Study text
Sense about Science are truly wonderful people, but, I fear, are engaged in a somewhat futile attempt to rid the world of gobbledygook. Nevertheless, with Stakhanovite determination, they’re putting the boot into the detox industry. Again. On a similar theme, Ben Goldacre showed his mettle on Today and elsewhere.
I wish them luck, but I don’t think that that’ll make any difference in the long run. Noone’s going to stop selling detox kits any time soon, because it’s very easy to sell them and thereby to make a great deal of money very easily. Fair play: I wish I’d had the idea.
And why do people keep buying this stuff?
Undoubtedly, part of the reason why what Goldacre calls “nutriwoo” wins out over the claims of proper science is that Gillian McKeith is a better communicator. Real science is complicated to the uninitiated, and crushingly dull most of the time. But I suspect that that’s not the whole deal.
Here’s my hunch: detoxing fits very easily with the mythology that there are good and bad foods. (You can identify “bad cholesterol” easily – it’s the stuff wearing a top hat and cape and twiddling its moustache while chucking in a maniacal yet fatty way.) Now, it might be necessary to simplify advice about diet and lifestyle to some degree – but the danger is that talking about good and bad and super foods distorts one important fact: that, with the possible exception of copper sulphate sandwiches, there is no such thing as bad food. There is bad diet, and poor lifestyle. (I heard someone on the radio a couple of weeks ago talking about an expedition to the pole. She was thrilled about the fact that she had to put on weight over Christmas.) The food is good or bad depended on why it’s needed.
Yet the “bad foods” myth is attractive. It’s attractive to policymakers, whose job is partly to give advice to the many who simply don’t know where to start: if you want the public at large to eat more healthily, then you have to make it easier – and this means dumbing paring things right down. As long as it makes a difference to the health of the population, that’s not a problem.

Data for review
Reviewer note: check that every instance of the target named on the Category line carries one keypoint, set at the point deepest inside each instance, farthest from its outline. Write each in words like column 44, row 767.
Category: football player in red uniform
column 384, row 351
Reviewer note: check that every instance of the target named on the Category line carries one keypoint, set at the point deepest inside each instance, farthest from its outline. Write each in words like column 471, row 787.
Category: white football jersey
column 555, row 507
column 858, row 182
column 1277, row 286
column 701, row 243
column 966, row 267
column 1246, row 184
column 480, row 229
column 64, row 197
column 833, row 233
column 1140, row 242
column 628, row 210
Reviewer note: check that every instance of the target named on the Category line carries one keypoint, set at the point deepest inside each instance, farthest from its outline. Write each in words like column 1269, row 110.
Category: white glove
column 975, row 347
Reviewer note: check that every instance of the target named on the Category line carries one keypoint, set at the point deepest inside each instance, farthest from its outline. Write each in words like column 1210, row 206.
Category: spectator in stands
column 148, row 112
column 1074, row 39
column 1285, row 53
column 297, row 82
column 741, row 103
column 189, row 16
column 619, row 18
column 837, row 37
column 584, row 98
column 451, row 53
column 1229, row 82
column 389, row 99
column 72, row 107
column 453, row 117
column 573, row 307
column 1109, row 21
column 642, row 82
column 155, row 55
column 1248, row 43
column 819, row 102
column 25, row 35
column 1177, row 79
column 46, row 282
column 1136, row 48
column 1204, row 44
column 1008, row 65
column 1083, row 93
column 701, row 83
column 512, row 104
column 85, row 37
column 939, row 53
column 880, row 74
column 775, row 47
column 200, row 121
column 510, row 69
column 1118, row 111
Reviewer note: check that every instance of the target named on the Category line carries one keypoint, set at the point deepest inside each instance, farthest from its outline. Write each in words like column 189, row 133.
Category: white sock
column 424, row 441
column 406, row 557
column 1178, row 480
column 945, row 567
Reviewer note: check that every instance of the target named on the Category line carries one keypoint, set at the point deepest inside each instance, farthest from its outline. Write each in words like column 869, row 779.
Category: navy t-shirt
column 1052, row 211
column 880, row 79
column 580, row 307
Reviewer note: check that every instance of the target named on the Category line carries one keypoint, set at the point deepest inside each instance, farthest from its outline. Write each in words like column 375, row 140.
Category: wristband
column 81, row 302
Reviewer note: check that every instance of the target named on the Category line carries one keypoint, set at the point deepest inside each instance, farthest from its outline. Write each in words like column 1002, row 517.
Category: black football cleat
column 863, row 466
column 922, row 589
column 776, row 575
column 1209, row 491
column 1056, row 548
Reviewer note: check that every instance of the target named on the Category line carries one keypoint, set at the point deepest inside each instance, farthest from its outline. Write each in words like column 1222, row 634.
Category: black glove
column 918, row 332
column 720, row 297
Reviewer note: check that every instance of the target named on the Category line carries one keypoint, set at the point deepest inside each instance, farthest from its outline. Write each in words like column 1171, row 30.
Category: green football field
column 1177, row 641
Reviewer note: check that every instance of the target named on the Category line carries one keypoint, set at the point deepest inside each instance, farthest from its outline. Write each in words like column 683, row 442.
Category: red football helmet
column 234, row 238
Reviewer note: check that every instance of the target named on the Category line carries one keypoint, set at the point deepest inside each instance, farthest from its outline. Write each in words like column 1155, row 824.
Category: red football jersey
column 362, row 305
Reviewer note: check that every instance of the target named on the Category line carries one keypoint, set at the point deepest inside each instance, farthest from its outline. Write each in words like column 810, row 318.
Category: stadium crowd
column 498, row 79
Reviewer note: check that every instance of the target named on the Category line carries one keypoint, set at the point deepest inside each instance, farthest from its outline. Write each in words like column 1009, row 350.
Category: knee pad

Required work
1. Copy the passage of the detox post from "Sense about Science" to "Today and elsewhere.".
2. According to the detox post, why is no one going to stop selling detox kits any time soon?
3. Carry on writing the detox post from its last sentence.
You don't need the data for any of this.

Expected responses
1.
Sense about Science are truly wonderful people, but, I fear, are engaged in a somewhat futile attempt to rid the world of gobbledygook. Nevertheless, with Stakhanovite determination, they’re putting the boot into the detox industry. Again. On a similar theme, Ben Goldacre showed his mettle on Today and elsewhere.

2. Detox kits are very easy to sell, and selling them makes a great deal of money very easily.

3.
And it’s also attractive to the public, because they can blame their problems (and pin their hopes) on the food that they eat. In other words, there’s an absolution of responsibility. It’s not the consumer’s fault that he’s so fat that he has his own moon – it’s the fault of the bad food. Pernicious cholesterol! And, given the choice, who wouldn’t believe that? And, given the choice, who wouldn’t prefer to believe that, by detoxing, they can shift all the badness and clear their poor benighted system for more lovely, lovely chips next week?
(I don’t want to sound all right-wing about responsibility here. Often people simply don’t have the education or background attitudes to make more sensible choices, and that’s a social failure at root.)
But what has this to do with Mill? Well, it illustrates one of the worries I have about Millian defences of intellectual freedom in On Liberty. Remember that Mill wants to say that, in a marketplace of ideas, the true stuff will survive scrutiny and the false claims will be exposed as such and cast aside. This is a lovely idea – but the detox stuff strikes me as being a threat to it. For here’s a lovely example of the true accounts being available should people want to access them – that detox is a crock is hardly news – and the false accounts being debunked again and again, but surviving anyway. What the Millian account doesn’t notice is that people don’t always want truth – they want reassurance. Detox programmes provide that.
I’ll fully admit that this thesis is probably as full of holes as the Jarlsberg I’m currently purging through my system. Comments would be welcome. When it comes to McKeith, though, remember that she probably has feelings too.
And lawyers.
Mainly lawyers.
So save your bile – we can analyse it later and televise the results.